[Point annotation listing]
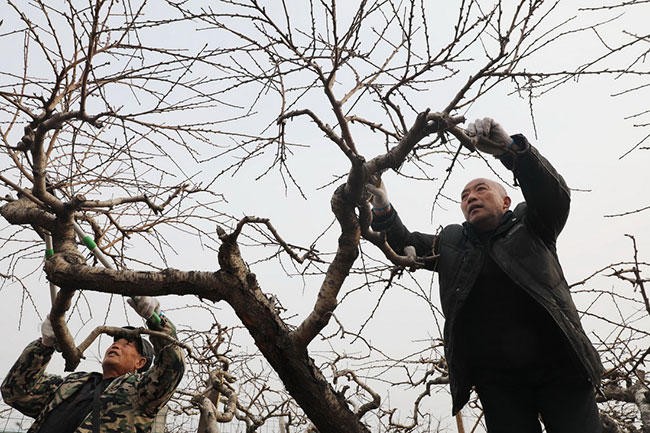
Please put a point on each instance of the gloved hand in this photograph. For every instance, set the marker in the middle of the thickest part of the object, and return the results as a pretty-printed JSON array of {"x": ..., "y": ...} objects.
[
  {"x": 409, "y": 251},
  {"x": 47, "y": 333},
  {"x": 144, "y": 305},
  {"x": 379, "y": 195},
  {"x": 489, "y": 128}
]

→ TASK
Print every line of the listing above verbatim, omitting the pictures.

→ FULL RESPONSE
Please put a point on each instance of the gloved hand in this photograph. For every instance, set the marker in the middle of the thickest part of the object, and return the results as a pretty-printed JSON array of {"x": ..., "y": ...} objects.
[
  {"x": 409, "y": 251},
  {"x": 47, "y": 333},
  {"x": 144, "y": 305},
  {"x": 379, "y": 195},
  {"x": 489, "y": 128}
]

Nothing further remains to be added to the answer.